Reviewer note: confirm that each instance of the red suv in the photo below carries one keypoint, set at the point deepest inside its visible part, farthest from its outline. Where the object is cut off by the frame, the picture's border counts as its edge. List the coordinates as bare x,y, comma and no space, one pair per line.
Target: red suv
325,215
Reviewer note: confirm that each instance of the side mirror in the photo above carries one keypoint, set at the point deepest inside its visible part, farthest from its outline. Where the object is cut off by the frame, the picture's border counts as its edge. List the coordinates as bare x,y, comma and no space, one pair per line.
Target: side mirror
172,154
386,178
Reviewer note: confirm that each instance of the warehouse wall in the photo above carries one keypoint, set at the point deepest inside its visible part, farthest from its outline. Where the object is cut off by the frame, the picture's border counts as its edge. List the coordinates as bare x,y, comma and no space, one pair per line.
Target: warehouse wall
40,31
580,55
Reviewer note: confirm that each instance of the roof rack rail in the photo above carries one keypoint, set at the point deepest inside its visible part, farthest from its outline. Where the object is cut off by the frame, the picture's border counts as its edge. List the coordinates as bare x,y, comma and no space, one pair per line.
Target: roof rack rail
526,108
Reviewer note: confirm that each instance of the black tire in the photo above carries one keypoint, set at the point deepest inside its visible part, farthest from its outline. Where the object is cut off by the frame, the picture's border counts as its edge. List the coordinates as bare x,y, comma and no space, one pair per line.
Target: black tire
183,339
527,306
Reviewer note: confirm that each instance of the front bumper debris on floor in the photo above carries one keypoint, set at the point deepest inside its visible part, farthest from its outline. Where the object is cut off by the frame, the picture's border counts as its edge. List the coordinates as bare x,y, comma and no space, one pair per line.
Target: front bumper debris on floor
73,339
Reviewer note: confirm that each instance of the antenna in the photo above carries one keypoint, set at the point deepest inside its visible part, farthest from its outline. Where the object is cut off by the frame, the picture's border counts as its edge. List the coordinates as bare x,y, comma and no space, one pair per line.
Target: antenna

_____

> _DIRECTION_:
Can you reproduce all of the data above, line for line, without changing a single character?

> _TASK OUTPUT_:
Reviewer note: confirm that each instance of the red suv in the photo below carries one keypoint, set at the point deepest inside its visible part, farthest from its outline. Where the object is cut off by the frame, the picture's border counts as its edge. List the coordinates as bare x,y, comma and no space, one pair per line.
Target: red suv
325,215
Reviewer note: confirm that each instance of the side mirror in the photo above carries one keypoint, set at the point deepest inside its visible part, farthest from its outline. Where the object is cut off by the frame, the picture's border counts as its edge. List the coordinates as bare x,y, comma and no space, one pair per line.
Target: side mirror
172,154
386,178
Reviewer note: confirm that each instance of the warehouse wall in the photo above carries one keypoint, set at the point deepest inside its visible part, farthest from its outline. Where the object is cut off by the frame, the picture's border counts as its edge. List the coordinates as bare x,y, comma and no space, one pair per line.
Target: warehouse wall
40,31
580,55
Reviewer note: confirm that each instance of the roof rack rail in the photo above carries one keypoint, set at the point deepest inside its visible part, farthest from its outline. Where the object is cut off by the frame, the picture's border counts as its edge. List the coordinates as bare x,y, comma and no space, one pair per line.
Target: roof rack rail
526,108
Reviewer note: confirm that each instance of the black tire in the photo above carries one keypoint, set at the point deepest inside its visible part, farthest from its outline. Where the object is cut off by the frame, the picture's border counts as its edge. List the coordinates as bare x,y, comma and no space, one pair per line.
Target: black tire
183,339
527,306
Reviewer note: confirm that each instance of the front bumper debris on floor in the photo above carries one keypoint, set at the point deepest inside its visible part, farthest from its outline. Where the object is cut off by the frame, the picture's border counts as its edge. List the coordinates as bare x,y, comma and no space, one pair per line.
Target: front bumper debris on floor
73,339
Reviewer note: confirm that each instance of the antenna in the photo above carries one keypoint, set at the point deepest inside its visible part, farthest from its outline. Where the object is cut off by the frame, the picture's border counts as its edge. List the coordinates as bare x,y, comma and no space, one pair per line.
Target: antenna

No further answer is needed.